Indeed, the IQA, when used for formative purposes, supports "dynamic 
assessment" (Shepard, 2000), in that it can be used to provide effective feedback that 
points out differences between learner's performance and the "ideal" (citing 
Pressley p. 30). Sharing with teachers the criteria by which their practice will be 
assessed is not only fair, but necessary. Undoubtedly, efforts that relegate teachers to 
a passive role, rather than an active role in leading improvement, are likely to 
generate resistance (Darling-Hammond, 1997; Dole, 2003). 

Of course, as a tool, the IQA could be used — or misused — in many ways. Our 
objective in modifying the IQA for internal use to provide on-going, formative 
feedback is to support the development of a collaborative learning culture for on- 
going improvement. Tools alone cannot do this work. This can only be 
accomplished by communities of educators. Nonetheless, the IQA may strengthen 
the social networks critical for school improvement by facilitating school-based 
professional development that it is deeply focused on core issues of content and 
teaching practices.

> [Stated exercise a]: Set down the passage word for word, starting at "Indeed, the IQA, when" and ending at "1997; Dole, 2003).".

Recorded data
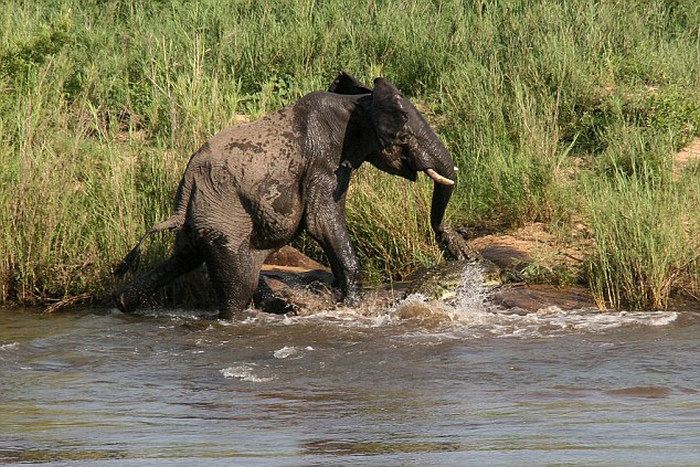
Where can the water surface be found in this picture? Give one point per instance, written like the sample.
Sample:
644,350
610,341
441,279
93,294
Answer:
413,385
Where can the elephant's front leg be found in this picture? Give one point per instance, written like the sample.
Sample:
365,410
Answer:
325,222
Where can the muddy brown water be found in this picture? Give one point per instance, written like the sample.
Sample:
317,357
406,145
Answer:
415,384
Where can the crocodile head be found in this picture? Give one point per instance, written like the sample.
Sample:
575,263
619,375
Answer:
442,281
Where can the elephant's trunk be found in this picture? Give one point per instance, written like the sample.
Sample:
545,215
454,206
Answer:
443,174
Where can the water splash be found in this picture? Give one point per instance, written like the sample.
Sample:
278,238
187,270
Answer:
244,373
472,314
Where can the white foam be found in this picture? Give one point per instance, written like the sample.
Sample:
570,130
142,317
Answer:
244,373
290,352
10,346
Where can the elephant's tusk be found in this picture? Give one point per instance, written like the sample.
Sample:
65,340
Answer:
439,178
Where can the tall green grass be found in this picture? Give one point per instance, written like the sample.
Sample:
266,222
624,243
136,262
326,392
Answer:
545,106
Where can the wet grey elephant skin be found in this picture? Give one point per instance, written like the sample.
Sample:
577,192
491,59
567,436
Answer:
252,188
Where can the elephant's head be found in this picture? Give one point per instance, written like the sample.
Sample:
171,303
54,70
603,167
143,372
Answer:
405,144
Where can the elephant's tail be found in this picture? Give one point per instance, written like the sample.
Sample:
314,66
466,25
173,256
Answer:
176,221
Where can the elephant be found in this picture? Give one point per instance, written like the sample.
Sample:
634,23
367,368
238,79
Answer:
252,188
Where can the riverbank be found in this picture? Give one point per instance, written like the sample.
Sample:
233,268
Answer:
563,115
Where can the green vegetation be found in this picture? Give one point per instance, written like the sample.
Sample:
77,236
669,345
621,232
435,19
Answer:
555,111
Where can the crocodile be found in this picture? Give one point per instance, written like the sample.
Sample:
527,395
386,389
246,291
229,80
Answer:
440,282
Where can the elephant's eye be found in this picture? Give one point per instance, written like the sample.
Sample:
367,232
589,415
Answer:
402,138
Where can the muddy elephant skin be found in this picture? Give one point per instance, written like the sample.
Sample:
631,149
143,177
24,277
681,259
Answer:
252,188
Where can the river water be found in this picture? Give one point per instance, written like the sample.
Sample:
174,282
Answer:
416,384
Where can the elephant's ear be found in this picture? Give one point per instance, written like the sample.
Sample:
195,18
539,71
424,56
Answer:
345,83
388,111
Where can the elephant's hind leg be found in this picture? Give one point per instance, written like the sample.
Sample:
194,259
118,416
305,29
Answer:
184,259
234,276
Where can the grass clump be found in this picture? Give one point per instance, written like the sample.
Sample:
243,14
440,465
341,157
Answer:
645,241
555,111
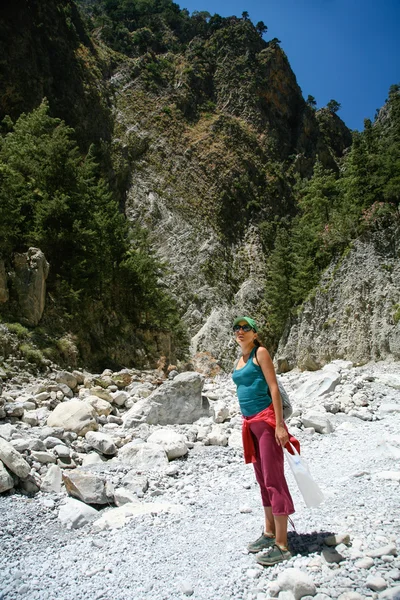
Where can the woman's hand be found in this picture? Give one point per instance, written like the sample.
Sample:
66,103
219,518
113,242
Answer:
281,435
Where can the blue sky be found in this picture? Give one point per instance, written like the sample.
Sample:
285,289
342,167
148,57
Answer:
348,50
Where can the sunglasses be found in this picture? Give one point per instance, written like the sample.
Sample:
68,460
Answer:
244,328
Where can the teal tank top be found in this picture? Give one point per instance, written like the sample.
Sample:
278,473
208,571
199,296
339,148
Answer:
252,389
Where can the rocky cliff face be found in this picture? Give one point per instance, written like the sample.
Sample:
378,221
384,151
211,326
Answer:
206,143
355,312
208,187
46,52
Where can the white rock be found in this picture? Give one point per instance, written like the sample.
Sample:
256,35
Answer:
364,563
6,481
30,418
173,443
376,583
390,594
119,398
297,582
88,487
75,416
217,436
143,457
389,379
235,439
390,549
13,460
176,401
318,420
318,384
91,459
123,496
388,475
101,406
118,517
51,482
6,431
219,411
62,451
74,514
389,408
67,378
43,457
101,442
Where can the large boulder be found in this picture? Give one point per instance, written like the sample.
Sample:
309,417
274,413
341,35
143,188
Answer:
6,481
67,378
88,487
297,582
101,442
13,459
318,420
31,271
143,457
74,415
74,514
51,482
174,402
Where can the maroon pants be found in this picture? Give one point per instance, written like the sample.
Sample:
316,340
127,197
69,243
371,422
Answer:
269,469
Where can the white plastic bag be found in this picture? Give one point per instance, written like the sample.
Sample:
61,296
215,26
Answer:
308,487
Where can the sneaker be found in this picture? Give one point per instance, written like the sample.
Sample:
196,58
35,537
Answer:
263,542
273,556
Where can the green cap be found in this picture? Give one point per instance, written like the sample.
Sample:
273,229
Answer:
248,320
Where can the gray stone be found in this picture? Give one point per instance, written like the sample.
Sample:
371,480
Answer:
340,323
338,538
43,457
390,594
143,457
101,442
88,487
364,563
13,460
173,443
6,481
390,549
332,556
74,415
376,583
319,421
31,271
67,378
297,582
51,482
174,402
74,514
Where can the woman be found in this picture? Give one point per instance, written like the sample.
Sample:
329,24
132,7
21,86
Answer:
264,436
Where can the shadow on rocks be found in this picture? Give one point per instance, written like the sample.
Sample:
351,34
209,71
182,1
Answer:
308,543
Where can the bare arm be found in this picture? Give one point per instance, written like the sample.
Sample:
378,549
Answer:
268,370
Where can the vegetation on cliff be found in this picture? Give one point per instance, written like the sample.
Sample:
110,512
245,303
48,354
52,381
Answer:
198,110
54,198
334,209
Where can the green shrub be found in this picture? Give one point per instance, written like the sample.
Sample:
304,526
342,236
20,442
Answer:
19,330
32,355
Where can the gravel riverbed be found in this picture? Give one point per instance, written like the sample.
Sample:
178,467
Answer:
199,550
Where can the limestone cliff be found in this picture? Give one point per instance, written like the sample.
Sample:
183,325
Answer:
355,311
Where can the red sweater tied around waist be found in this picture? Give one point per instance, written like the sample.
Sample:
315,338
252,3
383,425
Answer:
267,415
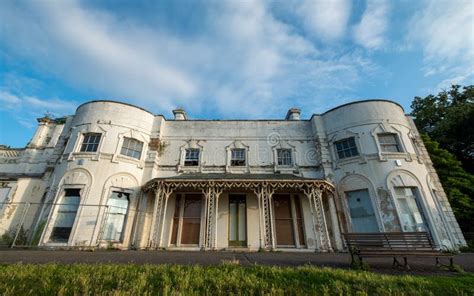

> [Stated exercise b]: Extract the entries in the recorded data word for word, starting at the line that contains "Where can the woman be" and ending at the last line of those entries, with both ends included. Leave the pictures out of your answer.

> [Task output a]:
Indeed, the IQA, when used for formative purposes, supports "dynamic 
assessment" (Shepard, 2000), in that it can be used to provide effective feedback that 
points out differences between learner's performance and the "ideal" (citing 
Pressley p. 30). Sharing with teachers the criteria by which their practice will be 
assessed is not only fair, but necessary. Undoubtedly, efforts that relegate teachers to 
a passive role, rather than an active role in leading improvement, are likely to 
generate resistance (Darling-Hammond, 1997; Dole, 2003).

> [Task output b]:
Where can the woman be found in this picture? Give one point per instance, written like the sample.
Sample:
329,24
132,7
21,86
Answer:
264,436
Where can the shadow on rocks be found in this picture? Give one point per instance, written like the sample.
Sample:
351,34
209,71
182,1
Answer:
308,543
Where can the bare arm be found in this picture? Give one point per instance, written like the sample.
Sample:
378,549
Answer:
268,370
Where can the vegetation on cliff be found in this picture? Give one point per instance, written like the sample.
Sample:
110,512
245,303
48,354
52,381
Answer:
198,110
54,198
334,209
Where can the green shrub be found in this picture? Give one point per instance, written like the sample.
Sample:
304,526
342,236
20,442
Answer:
19,330
32,355
Where can the gravel riverbed be found in this picture? Give one point per instance, written like the sample.
Sample:
178,467
Answer:
199,550
Where can the limestone cliff be found in this picture? Give one point per instance, written like the sample.
Sample:
183,325
Answer:
355,311
Where can the red sweater tied around waist be found in this picture? Give one point per instance, written like the sample.
Sample:
315,338
252,3
383,425
Answer:
267,415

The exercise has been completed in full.